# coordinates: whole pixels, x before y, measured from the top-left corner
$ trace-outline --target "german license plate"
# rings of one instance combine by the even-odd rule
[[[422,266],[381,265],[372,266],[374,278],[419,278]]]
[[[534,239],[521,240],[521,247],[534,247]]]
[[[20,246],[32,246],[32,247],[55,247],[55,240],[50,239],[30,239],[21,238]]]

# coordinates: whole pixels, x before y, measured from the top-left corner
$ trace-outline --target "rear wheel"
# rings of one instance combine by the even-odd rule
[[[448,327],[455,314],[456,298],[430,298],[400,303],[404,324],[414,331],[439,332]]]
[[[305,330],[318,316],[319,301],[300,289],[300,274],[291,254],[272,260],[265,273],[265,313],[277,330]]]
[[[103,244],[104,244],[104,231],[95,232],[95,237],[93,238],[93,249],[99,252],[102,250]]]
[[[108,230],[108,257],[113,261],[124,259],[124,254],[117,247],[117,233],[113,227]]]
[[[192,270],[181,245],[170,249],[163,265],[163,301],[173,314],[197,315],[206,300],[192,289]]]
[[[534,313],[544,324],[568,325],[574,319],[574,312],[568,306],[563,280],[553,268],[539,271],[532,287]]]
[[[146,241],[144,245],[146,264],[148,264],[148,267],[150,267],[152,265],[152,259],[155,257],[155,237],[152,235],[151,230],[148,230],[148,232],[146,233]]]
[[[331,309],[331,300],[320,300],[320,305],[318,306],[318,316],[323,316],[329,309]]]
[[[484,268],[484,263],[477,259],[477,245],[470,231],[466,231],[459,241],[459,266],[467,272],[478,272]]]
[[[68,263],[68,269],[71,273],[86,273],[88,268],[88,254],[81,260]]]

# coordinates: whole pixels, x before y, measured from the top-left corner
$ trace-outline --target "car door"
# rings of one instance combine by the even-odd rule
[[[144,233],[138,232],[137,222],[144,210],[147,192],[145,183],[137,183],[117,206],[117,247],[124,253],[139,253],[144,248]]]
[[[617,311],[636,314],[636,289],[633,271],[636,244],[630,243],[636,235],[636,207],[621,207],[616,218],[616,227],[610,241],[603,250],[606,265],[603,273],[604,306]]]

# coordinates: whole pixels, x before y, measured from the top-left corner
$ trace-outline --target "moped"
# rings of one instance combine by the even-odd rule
--------------------------------------------------
Required work: Output the records verbatim, from the first line to the last.

Exercise answer:
# coordinates: whole pixels, x before y, measured from the top-left corner
$ trace-outline --target "german license plate"
# rings of one instance combine by the even-odd rule
[[[422,266],[381,265],[372,266],[374,278],[419,278]]]
[[[534,239],[521,240],[521,247],[534,247]]]
[[[20,246],[32,246],[32,247],[55,247],[55,240],[50,239],[30,239],[21,238]]]

# coordinates: whole pixels, x before y, measured from the top-left corner
$ trace-outline --target "rear wheel"
# rings of one instance combine by the even-odd rule
[[[448,327],[455,314],[456,298],[430,298],[400,303],[404,324],[414,331],[439,332]]]
[[[305,330],[318,316],[319,301],[300,289],[300,274],[291,254],[272,260],[265,273],[265,313],[277,330]]]
[[[103,244],[104,244],[104,231],[95,232],[95,237],[93,238],[93,249],[99,252],[102,250]]]
[[[108,230],[108,257],[113,261],[124,259],[124,254],[117,247],[117,233],[113,227]]]
[[[192,270],[181,245],[170,249],[163,265],[163,301],[173,314],[197,315],[206,300],[192,289]]]
[[[534,313],[544,324],[568,325],[574,319],[574,312],[568,306],[563,280],[553,268],[539,271],[532,287]]]
[[[146,241],[144,245],[146,264],[148,264],[148,267],[150,267],[152,265],[152,259],[155,257],[155,237],[152,235],[151,230],[148,230],[148,232],[146,233]]]
[[[331,309],[331,300],[320,300],[320,305],[318,306],[318,316],[323,316],[329,309]]]
[[[484,268],[484,263],[477,259],[477,245],[470,231],[466,231],[459,241],[459,266],[467,272],[478,272]]]
[[[68,263],[68,269],[71,273],[86,273],[88,268],[88,254],[81,260]]]

# coordinates: whole pixels, x before y, measured from the top-left corner
$ trace-outline --target "car door"
# rings of one instance combine by the even-odd rule
[[[144,233],[138,232],[137,222],[144,210],[147,192],[145,183],[137,183],[117,206],[117,247],[124,253],[139,253],[144,248]]]
[[[617,311],[636,314],[636,289],[633,271],[636,244],[630,243],[636,235],[636,207],[621,207],[616,218],[616,227],[610,241],[603,250],[606,265],[603,273],[604,306]]]

# coordinates: whole pixels, x before y, measured from the top-left corner
$ trace-outline --target "moped"
# rings of one instance combine by the even-odd rule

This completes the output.